Request A:
In the text about the Redis cluster benchmark, what does the red curve show?

Reading text:
-- -- --

To reproduce the performance problem, a Redis cluster with $3$ nodes was configured. The microservice application ”nextjs-express-redis-microservice-architecture” was used, along with Jmeter [3], to generate users load for publishing messages to the cluster, with each client writing to a specific channel. The connection is established on Node $1$ . On Node $2$ , a client has subscribed to messages on the same channel, and is supposed to receive all the messages emitted by the publisher.

Figure 8 shows the result of the executed benchmark. The blue curve shows the progress of the volume of data entering the cluster over time, via the connection established by the client on Node $1$ . This same volume of data is received by the client on Node 2. However, there is a drastic increase in the volume of data transmitted within the cluster bus, as indicated by the red curve.

-- -- --

Data items
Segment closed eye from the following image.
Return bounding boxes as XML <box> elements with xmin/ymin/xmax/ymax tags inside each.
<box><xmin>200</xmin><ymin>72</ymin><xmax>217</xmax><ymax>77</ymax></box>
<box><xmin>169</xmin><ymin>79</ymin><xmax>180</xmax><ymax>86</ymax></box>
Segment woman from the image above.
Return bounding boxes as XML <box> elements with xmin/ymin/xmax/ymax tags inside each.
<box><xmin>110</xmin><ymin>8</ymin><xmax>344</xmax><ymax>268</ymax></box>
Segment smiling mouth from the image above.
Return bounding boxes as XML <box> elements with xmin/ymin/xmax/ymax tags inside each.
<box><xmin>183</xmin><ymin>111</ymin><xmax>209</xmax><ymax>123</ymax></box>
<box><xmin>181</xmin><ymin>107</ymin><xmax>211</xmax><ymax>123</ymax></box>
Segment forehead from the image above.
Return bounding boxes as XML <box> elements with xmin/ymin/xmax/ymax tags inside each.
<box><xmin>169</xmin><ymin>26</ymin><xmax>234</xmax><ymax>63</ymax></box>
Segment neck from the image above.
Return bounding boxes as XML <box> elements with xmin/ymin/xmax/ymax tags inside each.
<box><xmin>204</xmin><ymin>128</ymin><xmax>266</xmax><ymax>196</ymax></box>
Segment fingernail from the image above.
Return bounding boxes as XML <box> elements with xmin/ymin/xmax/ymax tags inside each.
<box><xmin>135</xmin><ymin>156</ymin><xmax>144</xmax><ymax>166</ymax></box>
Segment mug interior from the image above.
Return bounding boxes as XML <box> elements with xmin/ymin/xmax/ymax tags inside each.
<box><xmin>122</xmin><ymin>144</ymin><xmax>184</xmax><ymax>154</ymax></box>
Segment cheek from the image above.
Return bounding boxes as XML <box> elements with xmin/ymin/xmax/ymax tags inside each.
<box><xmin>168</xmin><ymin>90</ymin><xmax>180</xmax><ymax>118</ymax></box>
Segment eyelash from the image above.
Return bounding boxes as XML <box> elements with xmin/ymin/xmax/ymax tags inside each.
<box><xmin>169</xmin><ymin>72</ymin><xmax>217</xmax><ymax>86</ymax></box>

-- -- --

Request B:
Repeat the stretch of the listing from the line containing "Segment eyelash from the image above." through the end of the listing, with no changes.

Correct answer A:
A drastic increase in the volume of data transmitted within the cluster bus.

Correct answer B:
Segment eyelash from the image above.
Return bounding boxes as XML <box> elements with xmin/ymin/xmax/ymax tags inside each.
<box><xmin>169</xmin><ymin>72</ymin><xmax>217</xmax><ymax>86</ymax></box>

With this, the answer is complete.